--- Ausgangstext ---
Herbert Kreft bat sie (Zeitpunkt offen, siehe oben), eine
Plettenberger Gruppe der "Luisen" aufzubauen. Sie entschied sich
stattdessen für den Aufbau einer BDM-Gruppe. Nachdem sie diesen
Entschluss gefasst hatte, schrieb sie einen Absagebrief an den
"Stahlhelm": sie (die Adressaten) seien überzeugte Frontsoldaten,
ihr Vater aber sei an den Folgen des Krieges gestorben, und dies
habe ihr Schicksal und das ihrer Familie aufs schwerste getroffen.
Hitler dagegen habe erklärt, er sei vier Jahre lang Soldat gewesen,
kenne das Elend des Krieges und habe erklärt, er werde dafür
sorgen, dass Deutschland nie wieder in einen Krieg verwickelt
werde.
Lotte Flügge (ehem. Cordes) über das Persönlichkeitsprofil
von Waltraud Steinweg, im Rückblick 1992:
Der Ausschluss aus dem BDM
Zur Datierung: In Siegen gab es eine prominente Nazi-Familie namens
Ring. Drei Schwestern, davon die eine Gauführerin des BDM (siehe
unten), eine andere mit dem Arzt Dr. Steinmetz in Plettenberg-Holthausen
verheiratet (vielleicht zunächst nur verlobt), tauchte also in
Plettenberg auf und kam auch zum BDM. Auch sie "schwärmte" für
Waltraud Steinweg (hat vermutlich entsprechende Berichte an ihre
Schwester in Siegen gegeben).
Der Ausschluss
Waltraud Steinweg bekommt eine offizielle Einladung des BDM-Gaus nach
Siegen, nicht näher bezeichneter Zweck, lediglich "wichtige Besprechung".
--- Informationen ---
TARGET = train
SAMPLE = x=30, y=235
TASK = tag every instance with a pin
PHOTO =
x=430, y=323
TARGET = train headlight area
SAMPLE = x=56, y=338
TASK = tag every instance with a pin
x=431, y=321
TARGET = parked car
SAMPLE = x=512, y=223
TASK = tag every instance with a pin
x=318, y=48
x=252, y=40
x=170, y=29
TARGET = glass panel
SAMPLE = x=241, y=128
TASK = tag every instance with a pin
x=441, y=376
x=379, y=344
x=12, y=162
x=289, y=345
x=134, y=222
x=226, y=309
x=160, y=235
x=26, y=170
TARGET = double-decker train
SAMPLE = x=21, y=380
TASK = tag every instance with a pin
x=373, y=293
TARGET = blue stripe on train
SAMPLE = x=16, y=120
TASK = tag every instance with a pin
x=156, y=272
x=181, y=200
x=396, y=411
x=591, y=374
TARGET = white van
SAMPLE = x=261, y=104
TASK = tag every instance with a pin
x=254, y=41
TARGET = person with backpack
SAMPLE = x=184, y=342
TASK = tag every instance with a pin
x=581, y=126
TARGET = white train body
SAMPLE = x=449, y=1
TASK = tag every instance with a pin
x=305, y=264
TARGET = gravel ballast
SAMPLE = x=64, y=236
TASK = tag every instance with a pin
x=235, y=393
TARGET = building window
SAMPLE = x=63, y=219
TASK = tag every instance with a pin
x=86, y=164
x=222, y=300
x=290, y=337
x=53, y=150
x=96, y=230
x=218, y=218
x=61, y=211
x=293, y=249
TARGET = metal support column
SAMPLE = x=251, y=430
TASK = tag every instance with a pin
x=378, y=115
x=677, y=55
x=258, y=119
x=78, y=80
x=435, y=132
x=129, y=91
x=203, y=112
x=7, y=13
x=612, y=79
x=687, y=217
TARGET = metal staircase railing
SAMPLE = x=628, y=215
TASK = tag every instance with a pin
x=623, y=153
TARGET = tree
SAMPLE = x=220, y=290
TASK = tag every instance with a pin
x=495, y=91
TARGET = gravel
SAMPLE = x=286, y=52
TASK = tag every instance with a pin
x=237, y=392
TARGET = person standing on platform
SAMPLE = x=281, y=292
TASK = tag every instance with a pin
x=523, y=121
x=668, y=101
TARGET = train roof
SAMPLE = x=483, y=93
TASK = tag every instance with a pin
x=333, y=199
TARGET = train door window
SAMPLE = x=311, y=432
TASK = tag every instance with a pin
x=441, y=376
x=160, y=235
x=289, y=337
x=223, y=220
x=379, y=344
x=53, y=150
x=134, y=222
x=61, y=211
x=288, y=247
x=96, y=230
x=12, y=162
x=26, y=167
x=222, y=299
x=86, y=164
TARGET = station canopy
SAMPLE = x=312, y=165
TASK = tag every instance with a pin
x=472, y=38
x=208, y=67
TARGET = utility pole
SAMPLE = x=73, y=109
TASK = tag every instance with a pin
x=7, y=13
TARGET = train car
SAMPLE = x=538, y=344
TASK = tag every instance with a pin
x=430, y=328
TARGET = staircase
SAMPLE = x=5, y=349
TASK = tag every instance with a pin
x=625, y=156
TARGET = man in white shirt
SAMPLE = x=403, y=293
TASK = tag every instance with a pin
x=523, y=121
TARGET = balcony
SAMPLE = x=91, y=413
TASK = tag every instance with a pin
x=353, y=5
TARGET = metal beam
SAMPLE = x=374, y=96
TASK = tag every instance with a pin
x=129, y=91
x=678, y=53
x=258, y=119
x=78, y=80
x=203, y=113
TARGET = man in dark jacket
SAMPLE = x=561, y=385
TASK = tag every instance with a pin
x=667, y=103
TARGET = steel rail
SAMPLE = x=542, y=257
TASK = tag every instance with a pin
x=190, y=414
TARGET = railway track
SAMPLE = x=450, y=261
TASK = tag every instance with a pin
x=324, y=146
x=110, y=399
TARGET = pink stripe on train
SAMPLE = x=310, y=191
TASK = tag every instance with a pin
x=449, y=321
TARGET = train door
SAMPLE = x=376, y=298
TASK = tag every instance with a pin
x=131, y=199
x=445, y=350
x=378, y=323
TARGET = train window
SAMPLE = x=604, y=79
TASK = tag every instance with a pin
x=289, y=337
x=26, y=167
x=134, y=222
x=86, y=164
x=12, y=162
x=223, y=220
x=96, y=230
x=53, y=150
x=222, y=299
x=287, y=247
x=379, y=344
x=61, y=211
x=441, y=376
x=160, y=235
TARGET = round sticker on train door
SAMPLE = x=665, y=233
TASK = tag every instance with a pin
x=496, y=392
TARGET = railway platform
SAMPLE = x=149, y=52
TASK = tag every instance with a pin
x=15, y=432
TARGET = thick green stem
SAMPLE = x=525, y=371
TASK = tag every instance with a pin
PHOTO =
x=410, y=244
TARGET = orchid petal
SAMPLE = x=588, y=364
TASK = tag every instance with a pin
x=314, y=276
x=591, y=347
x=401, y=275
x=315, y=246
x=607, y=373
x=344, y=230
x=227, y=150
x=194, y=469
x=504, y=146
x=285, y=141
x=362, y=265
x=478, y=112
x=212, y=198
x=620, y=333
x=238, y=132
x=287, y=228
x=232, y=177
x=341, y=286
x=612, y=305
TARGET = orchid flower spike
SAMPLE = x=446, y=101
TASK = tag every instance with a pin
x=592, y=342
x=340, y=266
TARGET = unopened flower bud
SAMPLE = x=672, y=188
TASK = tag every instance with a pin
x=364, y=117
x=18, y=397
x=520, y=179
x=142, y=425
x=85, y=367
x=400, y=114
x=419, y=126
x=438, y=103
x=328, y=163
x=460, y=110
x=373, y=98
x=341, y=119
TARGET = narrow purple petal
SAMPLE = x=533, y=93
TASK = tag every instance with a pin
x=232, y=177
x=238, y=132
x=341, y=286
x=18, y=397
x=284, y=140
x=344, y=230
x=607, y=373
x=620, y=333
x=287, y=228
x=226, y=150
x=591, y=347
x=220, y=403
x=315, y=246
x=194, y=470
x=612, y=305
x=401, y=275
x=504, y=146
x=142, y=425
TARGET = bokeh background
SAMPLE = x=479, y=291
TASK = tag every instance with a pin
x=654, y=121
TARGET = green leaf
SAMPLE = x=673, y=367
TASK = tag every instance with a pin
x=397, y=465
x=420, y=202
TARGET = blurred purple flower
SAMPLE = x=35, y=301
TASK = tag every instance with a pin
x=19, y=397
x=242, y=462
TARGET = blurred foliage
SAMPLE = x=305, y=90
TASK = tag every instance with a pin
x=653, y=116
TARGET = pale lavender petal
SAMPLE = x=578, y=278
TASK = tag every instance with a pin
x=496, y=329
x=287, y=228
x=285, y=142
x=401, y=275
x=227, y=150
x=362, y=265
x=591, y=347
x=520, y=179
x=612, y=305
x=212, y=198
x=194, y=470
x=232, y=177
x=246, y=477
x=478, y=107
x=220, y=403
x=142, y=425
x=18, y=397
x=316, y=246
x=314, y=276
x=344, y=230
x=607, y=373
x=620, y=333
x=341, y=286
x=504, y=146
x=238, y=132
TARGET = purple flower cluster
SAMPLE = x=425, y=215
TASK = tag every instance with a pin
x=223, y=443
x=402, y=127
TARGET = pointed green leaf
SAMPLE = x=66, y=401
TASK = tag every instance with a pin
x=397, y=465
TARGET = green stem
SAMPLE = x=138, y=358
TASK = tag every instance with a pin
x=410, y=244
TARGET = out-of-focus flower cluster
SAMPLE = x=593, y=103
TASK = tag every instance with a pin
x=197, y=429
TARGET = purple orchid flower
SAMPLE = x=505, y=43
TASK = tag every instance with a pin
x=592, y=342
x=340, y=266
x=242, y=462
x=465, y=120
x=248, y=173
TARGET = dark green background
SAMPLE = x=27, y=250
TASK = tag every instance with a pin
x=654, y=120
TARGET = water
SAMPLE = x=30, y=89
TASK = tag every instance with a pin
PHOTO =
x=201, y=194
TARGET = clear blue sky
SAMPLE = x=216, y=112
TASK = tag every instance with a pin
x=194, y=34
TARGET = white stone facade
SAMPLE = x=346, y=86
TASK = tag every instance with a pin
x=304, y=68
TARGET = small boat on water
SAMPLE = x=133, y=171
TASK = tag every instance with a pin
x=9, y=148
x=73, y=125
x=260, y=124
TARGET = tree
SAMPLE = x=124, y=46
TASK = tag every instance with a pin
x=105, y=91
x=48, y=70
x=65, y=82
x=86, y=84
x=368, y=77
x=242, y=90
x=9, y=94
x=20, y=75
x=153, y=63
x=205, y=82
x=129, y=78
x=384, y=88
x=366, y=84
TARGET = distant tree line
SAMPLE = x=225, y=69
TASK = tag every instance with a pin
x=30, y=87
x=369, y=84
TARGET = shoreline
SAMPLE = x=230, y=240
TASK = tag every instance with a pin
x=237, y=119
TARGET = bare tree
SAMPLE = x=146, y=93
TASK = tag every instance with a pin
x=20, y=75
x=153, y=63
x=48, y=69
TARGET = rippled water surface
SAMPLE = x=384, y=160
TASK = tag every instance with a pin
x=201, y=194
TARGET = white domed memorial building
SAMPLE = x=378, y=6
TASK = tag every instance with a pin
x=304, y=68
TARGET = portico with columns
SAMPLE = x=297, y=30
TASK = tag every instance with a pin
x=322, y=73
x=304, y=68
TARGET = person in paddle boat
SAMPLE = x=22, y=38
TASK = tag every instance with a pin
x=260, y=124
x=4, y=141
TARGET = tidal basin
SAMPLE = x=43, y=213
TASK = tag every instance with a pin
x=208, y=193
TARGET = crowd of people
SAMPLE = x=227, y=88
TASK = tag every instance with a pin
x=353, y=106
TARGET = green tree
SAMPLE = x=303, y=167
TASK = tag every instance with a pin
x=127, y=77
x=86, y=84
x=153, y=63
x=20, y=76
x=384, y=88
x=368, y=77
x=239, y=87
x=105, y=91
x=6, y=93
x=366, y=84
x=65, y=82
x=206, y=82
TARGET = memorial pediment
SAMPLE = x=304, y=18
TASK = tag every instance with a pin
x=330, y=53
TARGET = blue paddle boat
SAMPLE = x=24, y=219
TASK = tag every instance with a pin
---
(Gestellte Aufgabe): Wie wird laut dem Ausgangstext der Zweck der offiziellen Einladung beschrieben, die Waltraud Steinweg vom BDM-Gau nach Siegen erhielt? Die Datensätze sind eigenständiges Material und gehören nicht zum Ausgangstext.

(Lösung): Ein näherer Zweck wurde nicht genannt, nur „wichtige Besprechung“.